# Page extract
● ● ● ● ●
Welcome to the spaceship earth
This article was first published in XL Magazine, volume 3, issue 12, December 2007.
The economist, Kenneth Boulding, in his famous 1966 essay, The Economics of the Coming Spaceship Earth, wrote: ‘I am tempted to call the open economy the “cowboy” economy, the cowboy being symbolic of the illimitable plains and also associated with reckless, exploitative, romantic, and violent behaviour, which is characteristic of open societies. The closed economy of the future might similarly be called the “spaceman” economy, in which the earth has become a single spaceship, without unlimited reservoirs of anything, either for extraction or for pollution, and in which, therefore, man must find his place in a cyclical ecological system which is capable of continuous reproduction of material form even though it cannot escape having inputs of energy.’ Forty years ago, these two sentences did not have the same resonance as they do today. Clearing forest land, pumping water, or drilling for oil went ahead without a second thought because in an ‘empty’ cowboy economy, there was plenty more where that came from. The challenge then was to develop sufficient man-made capital (chain saws, water pumps and oil rigs) to tap into the natural capital (the timber, water and oil). The challenge now, in a ‘full’ spaceman economy, is not the availability of man-made capital, but the increasing scarcity of natural capital.
Nowhere is this state of affairs more acute than in the rapidly growing Chinese economy with its voracious appetite for resources. Long ago, the early Taoist philosophers spoke of the virtues of humankind living in harmony with nature. That all changed with Chairman Mao who once famously declared that ‘man must use natural science to understand, conquer and change nature and thus attain freedom from nature’ [emphasis added]. This philosophy, subsequently embraced and executed with great alacrity (particularly in the recent era of high economic growth) is creating more problems than it solves.
● ● ● ● ●
# Supplied records

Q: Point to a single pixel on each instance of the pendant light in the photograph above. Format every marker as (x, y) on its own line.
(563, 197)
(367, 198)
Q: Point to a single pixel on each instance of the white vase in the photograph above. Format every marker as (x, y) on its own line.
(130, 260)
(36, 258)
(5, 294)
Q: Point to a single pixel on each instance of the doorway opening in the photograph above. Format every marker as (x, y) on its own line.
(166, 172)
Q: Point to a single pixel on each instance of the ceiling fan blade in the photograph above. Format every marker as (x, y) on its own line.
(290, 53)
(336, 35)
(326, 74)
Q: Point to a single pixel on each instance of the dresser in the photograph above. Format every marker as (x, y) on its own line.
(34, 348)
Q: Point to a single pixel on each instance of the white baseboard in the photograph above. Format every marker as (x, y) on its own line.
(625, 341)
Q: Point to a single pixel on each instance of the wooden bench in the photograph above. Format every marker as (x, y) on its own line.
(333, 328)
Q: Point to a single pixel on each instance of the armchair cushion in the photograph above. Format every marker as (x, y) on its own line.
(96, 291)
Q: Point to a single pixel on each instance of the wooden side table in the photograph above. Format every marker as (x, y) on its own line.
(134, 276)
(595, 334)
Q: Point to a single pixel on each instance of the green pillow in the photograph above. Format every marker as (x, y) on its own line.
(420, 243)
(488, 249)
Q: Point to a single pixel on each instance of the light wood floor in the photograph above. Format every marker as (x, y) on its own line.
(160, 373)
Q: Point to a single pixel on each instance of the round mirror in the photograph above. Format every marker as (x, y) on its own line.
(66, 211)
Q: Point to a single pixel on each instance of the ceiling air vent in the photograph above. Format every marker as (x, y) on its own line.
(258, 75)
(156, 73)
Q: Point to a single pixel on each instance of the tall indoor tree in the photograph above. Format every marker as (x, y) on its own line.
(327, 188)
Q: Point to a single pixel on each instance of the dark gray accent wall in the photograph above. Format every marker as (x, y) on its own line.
● ● ● ● ●
# Task to carry out
Can you resume the spaceship earth article, picking up right after its final sentence? The material above is separate from the spaceship earth article.

# Response to this exercise
In northern China, for example, water shortages have become so severe, it has been suggested that water be diverted hundreds of kilometres from Tibet. This has been pooh-poohed by the Chinese water minister, who is more comfortable with the two less ambitious [sic] projects currently in progress to divert water from the Yangtze River basin, where water is more abundant. The so-called South-to-North Water Transfer Project is to funnel 45 billion cubic meters, or 12 trillion gallons, northward every year. The project, if fully built, would be completed in 2050 at a cost of $62 billion.
Putting the disastrous ecological consequences of diverting rivers to one side for a moment, mega-projects like this do not address the nub of the problem which is management of water stocks. Supply simply creates demand, and while this might have been acceptable in the cowboy economy, it is no longer the case in the spaceman economy. Indeed, unless the Chinese focus more of their efforts on examining the current uses and abuses of their water stocks, these grandiose engineering projects will almost certainly come to nought.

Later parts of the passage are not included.